Dr. Jenelle Pitt, a Fresno State associate professor, earned national attention after winning the Sylvia Walker National Multicultural Award in September for her research and efforts to expand opportunities for people with disabilities, especially those from a minority background.
Pitt said winning the award is an honor and represents to all of the hard work she’s done with her research.
The award is named after professor, researcher and director of the first Research and Training Center, Sylvia Walker. Walker’s work focused on minority issues and disabilities. She was also a long-term advocate for multicultural issues in rehabilitation.
Assistant professor Alicia B. Becton said she is extremely excited for Pitt and the acknowledgement she’s received for her work. Becton said the award Pitt won is much more than just an award. It gives people a chance to reflect on, acknowledge and display the work she’s done.
Becton has hopes the research done in this field of study advances the issues of race, diversity, age and gender and will change on state and national levels.
Pitt said studies have shown people with disabilities who are of color such as — Latinos, African-Americans, and Indians — tend to have a different set of circumstances and opportunities that are not equal to those from a caucasian background.

_ _ _ _ _

Directions
#1 In the article about Dr. Jenelle Pitt, what did Sylvia Walker's work focus on?
#2 Extend the article about Dr. Jenelle Pitt, picking up after its final sentence.
The rows have no role in the work on this article.

Entries shown
_ _ _ _ _

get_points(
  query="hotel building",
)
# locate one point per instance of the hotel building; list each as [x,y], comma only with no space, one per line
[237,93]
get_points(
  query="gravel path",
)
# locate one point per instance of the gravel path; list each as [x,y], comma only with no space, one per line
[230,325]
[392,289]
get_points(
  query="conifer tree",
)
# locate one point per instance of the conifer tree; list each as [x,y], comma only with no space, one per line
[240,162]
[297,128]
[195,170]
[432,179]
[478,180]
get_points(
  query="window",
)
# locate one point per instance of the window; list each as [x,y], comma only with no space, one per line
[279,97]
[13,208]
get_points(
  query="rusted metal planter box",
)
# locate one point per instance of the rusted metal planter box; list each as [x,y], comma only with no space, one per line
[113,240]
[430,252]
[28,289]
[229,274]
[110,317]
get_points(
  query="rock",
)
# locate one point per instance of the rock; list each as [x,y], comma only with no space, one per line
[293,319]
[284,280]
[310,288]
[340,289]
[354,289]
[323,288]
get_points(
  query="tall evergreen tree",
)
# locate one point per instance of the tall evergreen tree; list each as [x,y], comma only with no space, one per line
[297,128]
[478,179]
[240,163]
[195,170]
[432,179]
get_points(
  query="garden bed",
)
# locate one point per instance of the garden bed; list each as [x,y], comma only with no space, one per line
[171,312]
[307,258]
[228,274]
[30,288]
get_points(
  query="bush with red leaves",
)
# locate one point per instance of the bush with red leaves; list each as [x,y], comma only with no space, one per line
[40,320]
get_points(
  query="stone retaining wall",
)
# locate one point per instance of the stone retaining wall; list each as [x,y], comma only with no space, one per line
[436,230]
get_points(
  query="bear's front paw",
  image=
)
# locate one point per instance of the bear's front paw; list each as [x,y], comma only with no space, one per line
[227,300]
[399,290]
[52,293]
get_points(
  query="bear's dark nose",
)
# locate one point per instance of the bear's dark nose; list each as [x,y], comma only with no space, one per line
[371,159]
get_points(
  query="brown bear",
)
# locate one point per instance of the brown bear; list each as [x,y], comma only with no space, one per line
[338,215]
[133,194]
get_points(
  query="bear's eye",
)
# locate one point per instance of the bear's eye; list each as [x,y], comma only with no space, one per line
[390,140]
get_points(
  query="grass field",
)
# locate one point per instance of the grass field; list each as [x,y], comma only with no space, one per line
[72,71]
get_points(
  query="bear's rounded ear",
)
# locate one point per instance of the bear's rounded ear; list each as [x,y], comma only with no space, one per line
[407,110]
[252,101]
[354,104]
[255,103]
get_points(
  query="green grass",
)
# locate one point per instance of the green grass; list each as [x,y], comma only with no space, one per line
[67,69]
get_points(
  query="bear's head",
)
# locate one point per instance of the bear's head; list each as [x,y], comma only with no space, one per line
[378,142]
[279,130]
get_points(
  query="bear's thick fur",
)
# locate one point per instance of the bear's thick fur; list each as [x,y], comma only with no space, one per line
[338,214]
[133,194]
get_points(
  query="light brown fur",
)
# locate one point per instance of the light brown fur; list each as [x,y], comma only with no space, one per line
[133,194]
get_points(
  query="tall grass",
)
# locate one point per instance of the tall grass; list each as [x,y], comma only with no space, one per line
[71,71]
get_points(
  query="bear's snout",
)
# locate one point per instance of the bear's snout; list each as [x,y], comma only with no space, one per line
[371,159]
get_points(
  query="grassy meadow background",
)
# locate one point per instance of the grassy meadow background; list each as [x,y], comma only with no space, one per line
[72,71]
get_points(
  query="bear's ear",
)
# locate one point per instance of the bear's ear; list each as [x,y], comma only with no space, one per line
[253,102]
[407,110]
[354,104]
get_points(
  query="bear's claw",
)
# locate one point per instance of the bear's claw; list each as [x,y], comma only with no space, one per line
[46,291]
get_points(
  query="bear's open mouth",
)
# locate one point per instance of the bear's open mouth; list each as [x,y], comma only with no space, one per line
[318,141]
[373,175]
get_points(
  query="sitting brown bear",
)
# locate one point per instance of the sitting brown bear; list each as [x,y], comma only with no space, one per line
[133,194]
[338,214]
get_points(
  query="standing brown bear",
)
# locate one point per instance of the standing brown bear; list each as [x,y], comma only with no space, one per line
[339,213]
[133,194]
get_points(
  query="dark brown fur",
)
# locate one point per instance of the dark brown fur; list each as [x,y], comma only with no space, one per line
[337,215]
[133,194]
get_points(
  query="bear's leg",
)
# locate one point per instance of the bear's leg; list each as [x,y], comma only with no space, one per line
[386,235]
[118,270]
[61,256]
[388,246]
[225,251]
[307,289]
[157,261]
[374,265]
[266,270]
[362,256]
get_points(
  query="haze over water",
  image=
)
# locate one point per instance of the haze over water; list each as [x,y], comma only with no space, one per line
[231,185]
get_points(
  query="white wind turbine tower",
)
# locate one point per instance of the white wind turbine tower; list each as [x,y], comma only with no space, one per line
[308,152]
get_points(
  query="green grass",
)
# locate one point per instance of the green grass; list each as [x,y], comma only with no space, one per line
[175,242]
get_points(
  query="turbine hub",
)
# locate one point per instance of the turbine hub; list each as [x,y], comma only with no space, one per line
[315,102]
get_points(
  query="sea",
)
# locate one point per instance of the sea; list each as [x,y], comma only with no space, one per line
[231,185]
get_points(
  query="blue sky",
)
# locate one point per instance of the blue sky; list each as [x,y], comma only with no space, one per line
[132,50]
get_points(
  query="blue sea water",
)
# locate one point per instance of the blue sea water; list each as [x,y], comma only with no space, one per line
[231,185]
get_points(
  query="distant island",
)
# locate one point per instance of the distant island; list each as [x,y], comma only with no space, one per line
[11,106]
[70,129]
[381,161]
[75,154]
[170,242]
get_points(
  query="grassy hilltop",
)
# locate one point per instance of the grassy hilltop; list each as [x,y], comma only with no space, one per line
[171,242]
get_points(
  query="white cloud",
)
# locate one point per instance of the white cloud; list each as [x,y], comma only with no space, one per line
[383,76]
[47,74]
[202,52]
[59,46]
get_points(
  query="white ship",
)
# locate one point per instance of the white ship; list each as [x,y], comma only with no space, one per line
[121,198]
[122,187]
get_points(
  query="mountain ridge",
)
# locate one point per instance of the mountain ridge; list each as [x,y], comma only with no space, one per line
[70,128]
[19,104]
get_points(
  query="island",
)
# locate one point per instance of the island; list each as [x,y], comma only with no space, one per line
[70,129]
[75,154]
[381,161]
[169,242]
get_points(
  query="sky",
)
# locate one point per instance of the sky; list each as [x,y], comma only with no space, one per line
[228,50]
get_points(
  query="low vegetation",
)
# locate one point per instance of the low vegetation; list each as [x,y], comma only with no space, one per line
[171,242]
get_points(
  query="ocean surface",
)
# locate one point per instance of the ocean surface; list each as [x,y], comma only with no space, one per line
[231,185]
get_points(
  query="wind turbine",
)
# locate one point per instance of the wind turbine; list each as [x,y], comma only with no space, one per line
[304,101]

_ _ _ _ _

Answers for the tasks
#1 Minority issues and disabilities.

#2
Pitt took interest in this field of study when she witnessed firsthand the seriousness and importance of disability research.
“One morning my mom couldn’t talk, and we didn’t know why,” Pitt said. “My father had a very thick accent, and he was getting upset because we weren’t understanding what was going on. We weren’t understanding the urgency to get my mom to the hospital.”
Her mother was immediately taken to a hospital. There she saw her mom. Her speech was incomprehensible, and half of her face was contorted. Pitt said at that moment she became interested in disability research and what a person with disabilities goes through as well as what families go through.
Pitt is honored that her work hasn’t gone unnoticed and hopes every minority group gets treated equally.